Text section:
* start *
Wednesday, April 25, 2012

The Problem with TED Ed

by Shelly Blake-Plock

The problem with TED Ed is the problem of what we define in traditional education as a "lesson".

In life, we learn lessons by trial-and-error. We burn our hand on the stove as children and therefore learn that the stove gets hot. Over time we realize it gets hot because its purpose is to cook food. Some of us learn how the stove works and become mechanics or industrial engineers; others of us become chefs. Most of us just realize to keep our hands out of hot stuff.

But we all learn by doing and by making mistakes.

And I emphasize "doing".

TED -- in the form it is presented online to the masses -- is not about doing. It is about watching. Listening. Consuming. Maybe leaving a comment or sharing a link to improve your TEDCred score. Yes, there is a wealth of interesting information and lots to think about. Personally, I find many of the lectures to be inspired. But we shouldn't confuse an inspiring lecture and provocative ideas with "learning".

And much of what we have called "lessons" over the decades really aren't lessons at all -- they are consumables. They are short narratives consumed by students who are then asked to fill in bubbles that demonstrate that the student either was paying a modicum of attention or that the student has good natural deductive skills in parsing the quiz-maker's craft.
* end *
Records provided:
* start *
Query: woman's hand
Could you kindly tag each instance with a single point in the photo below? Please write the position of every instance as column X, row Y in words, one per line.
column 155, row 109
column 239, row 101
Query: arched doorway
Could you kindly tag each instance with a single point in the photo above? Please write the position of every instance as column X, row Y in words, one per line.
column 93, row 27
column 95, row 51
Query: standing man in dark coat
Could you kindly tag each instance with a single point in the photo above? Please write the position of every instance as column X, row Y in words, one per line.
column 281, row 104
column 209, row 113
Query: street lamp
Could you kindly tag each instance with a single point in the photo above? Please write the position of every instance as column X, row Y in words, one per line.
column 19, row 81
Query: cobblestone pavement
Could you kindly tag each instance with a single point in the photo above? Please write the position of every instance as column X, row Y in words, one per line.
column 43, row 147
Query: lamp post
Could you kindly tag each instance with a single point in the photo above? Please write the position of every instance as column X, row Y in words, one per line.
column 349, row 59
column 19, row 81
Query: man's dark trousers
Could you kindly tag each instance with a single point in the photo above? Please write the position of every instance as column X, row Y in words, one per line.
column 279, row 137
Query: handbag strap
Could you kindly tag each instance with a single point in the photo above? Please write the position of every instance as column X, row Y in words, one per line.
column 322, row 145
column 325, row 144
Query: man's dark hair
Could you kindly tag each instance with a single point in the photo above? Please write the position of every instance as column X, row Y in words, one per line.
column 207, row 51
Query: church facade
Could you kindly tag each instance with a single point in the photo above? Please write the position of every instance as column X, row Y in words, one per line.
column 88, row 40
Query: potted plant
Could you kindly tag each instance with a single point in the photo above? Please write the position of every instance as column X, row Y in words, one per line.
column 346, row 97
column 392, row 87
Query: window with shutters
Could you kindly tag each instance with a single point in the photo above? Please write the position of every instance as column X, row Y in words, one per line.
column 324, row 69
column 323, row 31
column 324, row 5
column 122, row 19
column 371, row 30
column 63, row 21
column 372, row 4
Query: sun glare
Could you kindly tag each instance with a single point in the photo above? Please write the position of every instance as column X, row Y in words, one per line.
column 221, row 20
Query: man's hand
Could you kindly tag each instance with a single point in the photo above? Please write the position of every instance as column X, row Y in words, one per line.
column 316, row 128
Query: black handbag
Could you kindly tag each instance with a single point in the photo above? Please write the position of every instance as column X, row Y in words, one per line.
* end *
Problems and tasks:
1. According to the post about TED Ed, how do we learn lessons in life?
2. Rewrite everything in the post about TED Ed from "Wednesday, April 25, 2012" down to "by making mistakes.", with "oven" in place of "stove".
3. Do these statements agree with the post about TED Ed? Answer yes or no for each, quoting the words that decide it. (a) The author finds many of the TED lectures inspired. (b) TED as presented online is mainly about doing. (c) Students who consume short narratives are then asked to fill in bubbles.

Solutions for each task:
1. By trial-and-error.

2.
Wednesday, April 25, 2012

The Problem with TED Ed

by Shelly Blake-Plock

The problem with TED Ed is the problem of what we define in traditional education as a "lesson".

In life, we learn lessons by trial-and-error. We burn our hand on the oven as children and therefore learn that the oven gets hot. Over time we realize it gets hot because its purpose is to cook food. Some of us learn how the oven works and become mechanics or industrial engineers; others of us become chefs. Most of us just realize to keep our hands out of hot stuff.

But we all learn by doing and by making mistakes.

3.
(a) Yes: "Personally, I find many of the lectures to be inspired."
(b) No: "TED -- in the form it is presented online to the masses -- is not about doing."
(c) Yes: "They are short narratives consumed by students who are then asked to fill in bubbles"